▶ Exercise: The entries below are to be copied exactly, with every picture left out.

───── Available records ─────

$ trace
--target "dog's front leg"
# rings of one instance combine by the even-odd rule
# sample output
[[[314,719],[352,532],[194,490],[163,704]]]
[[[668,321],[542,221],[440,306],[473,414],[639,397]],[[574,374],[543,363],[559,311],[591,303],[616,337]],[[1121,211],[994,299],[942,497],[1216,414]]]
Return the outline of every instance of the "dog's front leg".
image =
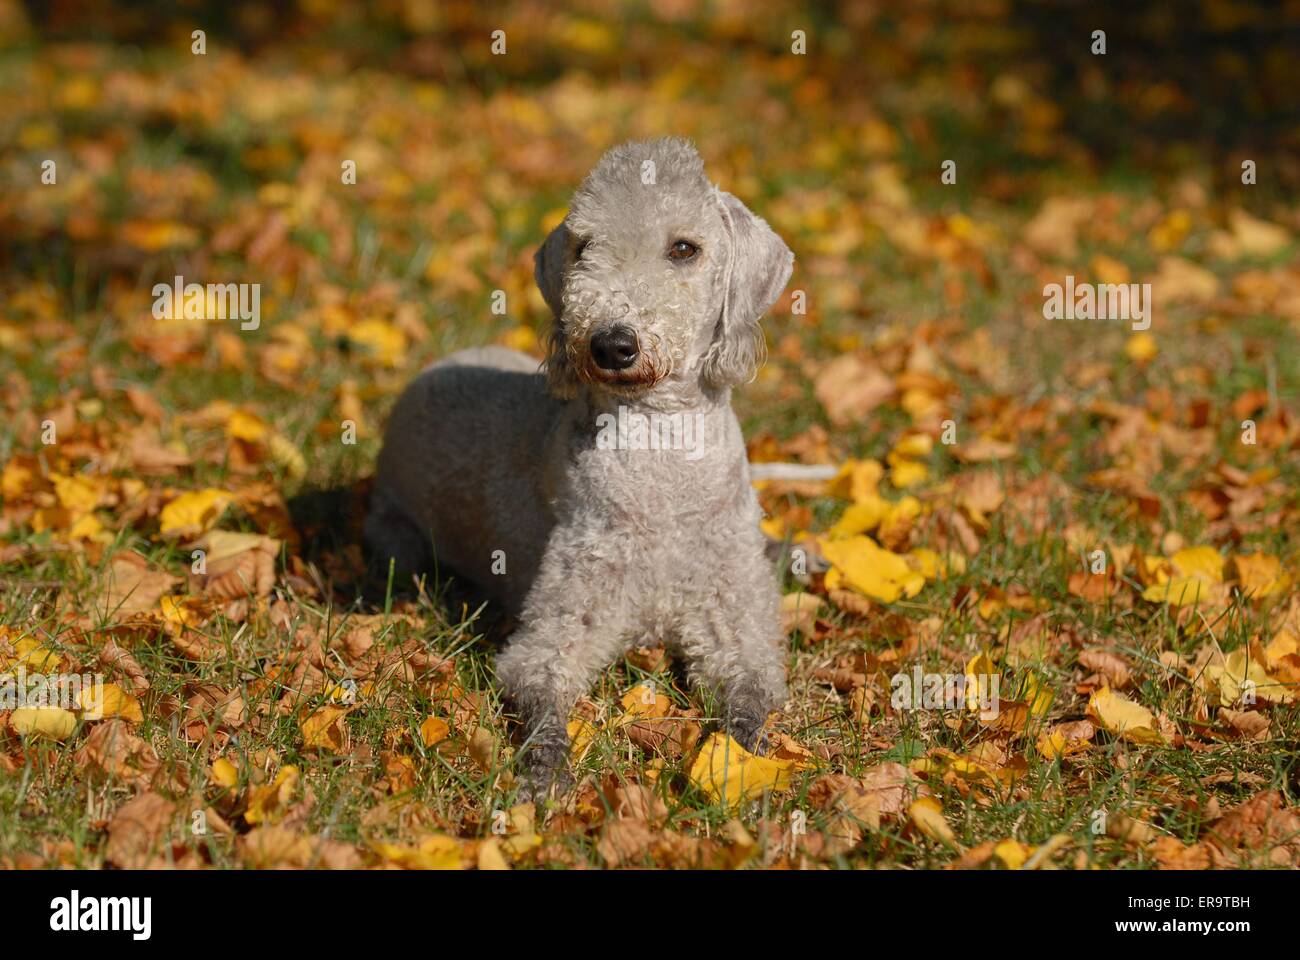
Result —
[[[569,713],[600,671],[622,649],[615,625],[578,604],[563,613],[529,620],[497,656],[496,672],[524,727],[520,796],[542,799],[564,792],[569,772]]]
[[[720,695],[727,732],[751,753],[766,750],[768,714],[787,695],[776,603],[774,587],[744,600],[719,594],[679,634],[692,683]]]

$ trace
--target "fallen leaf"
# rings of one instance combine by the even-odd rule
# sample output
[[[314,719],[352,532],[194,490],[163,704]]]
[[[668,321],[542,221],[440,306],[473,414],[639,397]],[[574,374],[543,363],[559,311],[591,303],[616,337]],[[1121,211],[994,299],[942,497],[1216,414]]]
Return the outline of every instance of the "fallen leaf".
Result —
[[[731,737],[714,733],[691,764],[690,781],[714,803],[730,810],[765,790],[785,790],[800,765],[750,753]]]
[[[1088,716],[1102,729],[1134,743],[1164,743],[1165,737],[1155,725],[1155,716],[1146,707],[1102,687],[1088,699]]]

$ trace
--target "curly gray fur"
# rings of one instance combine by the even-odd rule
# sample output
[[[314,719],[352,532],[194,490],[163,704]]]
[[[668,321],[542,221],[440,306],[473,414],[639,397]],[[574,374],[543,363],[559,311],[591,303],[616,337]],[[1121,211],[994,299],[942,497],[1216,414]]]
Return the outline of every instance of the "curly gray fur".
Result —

─────

▶ Your response:
$ trace
--target "dog's front leg"
# rings of one instance combine by the even-odd rule
# sample output
[[[314,719],[352,532],[194,490],[163,704]]]
[[[668,321],[542,221],[440,306],[473,414],[639,397]],[[574,374],[543,363],[559,311],[591,303],[616,337]],[[1121,211],[994,299],[942,497],[1216,414]]]
Return the outline of every instance of the "dog's front leg".
image =
Result —
[[[569,713],[600,671],[622,649],[615,625],[578,604],[563,613],[529,620],[497,656],[496,672],[524,727],[520,796],[542,799],[564,792],[569,772]]]
[[[720,695],[727,732],[751,753],[766,750],[768,714],[787,695],[776,603],[774,587],[744,600],[719,594],[679,634],[692,683]]]

$ trace
--target "fallen leaf"
# rings of one instance combine by the even-odd rule
# sample output
[[[314,719],[352,532],[194,490],[163,704]]]
[[[668,321],[542,221],[440,306],[473,414],[639,397]],[[574,374],[543,363],[559,311],[591,303],[616,337]],[[1121,211],[994,299],[942,497],[1216,414]]]
Return the outline of every instance of the "fallen leaf".
Result —
[[[731,737],[714,733],[691,764],[690,781],[714,803],[730,810],[765,790],[785,790],[800,765],[750,753]]]
[[[1088,716],[1102,729],[1134,743],[1164,743],[1165,737],[1155,725],[1155,716],[1146,707],[1102,687],[1088,699]]]

$ trace
--target "curly gray fur"
# rings of one instance combine by the even-odd rule
# sample output
[[[314,719],[352,532],[194,490],[163,704]]]
[[[668,321],[542,221],[440,306],[473,414],[639,397]],[[574,374],[543,363],[559,311],[591,303],[616,337]],[[1121,211],[994,299],[942,497],[1216,414]]]
Return the outline of every instance of the "curly gray fur".
Result —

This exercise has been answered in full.